Required task: Extract every line of the material below that contains the word "blurred", and copy each one in full.

Supplied data:
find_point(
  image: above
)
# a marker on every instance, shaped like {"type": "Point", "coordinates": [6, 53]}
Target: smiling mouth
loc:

---

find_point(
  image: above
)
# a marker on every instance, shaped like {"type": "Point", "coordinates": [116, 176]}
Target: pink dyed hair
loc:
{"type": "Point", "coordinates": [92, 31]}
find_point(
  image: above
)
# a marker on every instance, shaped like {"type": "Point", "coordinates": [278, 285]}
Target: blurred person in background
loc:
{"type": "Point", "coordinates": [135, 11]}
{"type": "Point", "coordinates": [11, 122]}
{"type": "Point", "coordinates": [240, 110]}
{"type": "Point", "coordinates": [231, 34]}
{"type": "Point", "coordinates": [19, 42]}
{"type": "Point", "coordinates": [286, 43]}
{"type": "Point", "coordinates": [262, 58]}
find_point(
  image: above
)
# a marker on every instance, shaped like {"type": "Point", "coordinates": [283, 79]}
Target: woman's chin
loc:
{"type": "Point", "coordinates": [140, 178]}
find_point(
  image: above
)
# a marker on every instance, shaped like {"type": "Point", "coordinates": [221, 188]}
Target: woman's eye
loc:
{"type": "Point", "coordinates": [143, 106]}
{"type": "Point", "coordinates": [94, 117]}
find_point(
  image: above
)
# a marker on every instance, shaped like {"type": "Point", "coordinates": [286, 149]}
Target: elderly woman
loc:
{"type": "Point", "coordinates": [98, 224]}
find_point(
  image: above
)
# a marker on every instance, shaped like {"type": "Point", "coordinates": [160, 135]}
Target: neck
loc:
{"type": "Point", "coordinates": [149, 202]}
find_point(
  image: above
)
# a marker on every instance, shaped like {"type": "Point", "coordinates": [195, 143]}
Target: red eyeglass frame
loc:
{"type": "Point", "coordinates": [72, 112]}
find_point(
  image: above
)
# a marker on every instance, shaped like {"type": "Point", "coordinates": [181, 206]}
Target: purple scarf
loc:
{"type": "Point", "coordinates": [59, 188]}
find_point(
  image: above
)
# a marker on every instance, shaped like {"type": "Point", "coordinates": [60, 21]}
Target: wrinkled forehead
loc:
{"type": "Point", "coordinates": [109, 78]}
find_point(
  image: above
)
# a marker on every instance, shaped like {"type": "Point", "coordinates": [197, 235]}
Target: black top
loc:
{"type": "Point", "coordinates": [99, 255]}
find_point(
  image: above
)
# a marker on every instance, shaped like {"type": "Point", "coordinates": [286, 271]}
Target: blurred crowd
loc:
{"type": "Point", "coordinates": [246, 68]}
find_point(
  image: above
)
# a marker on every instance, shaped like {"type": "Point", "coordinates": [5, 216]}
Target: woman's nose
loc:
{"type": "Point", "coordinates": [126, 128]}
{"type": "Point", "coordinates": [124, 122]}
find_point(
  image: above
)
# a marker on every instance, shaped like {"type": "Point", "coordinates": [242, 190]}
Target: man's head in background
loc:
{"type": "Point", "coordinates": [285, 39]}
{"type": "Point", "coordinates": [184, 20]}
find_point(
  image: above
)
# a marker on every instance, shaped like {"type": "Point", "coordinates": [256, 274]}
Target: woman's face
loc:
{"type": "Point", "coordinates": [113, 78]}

Worked answer:
Target: blurred person in background
Target: blurred crowd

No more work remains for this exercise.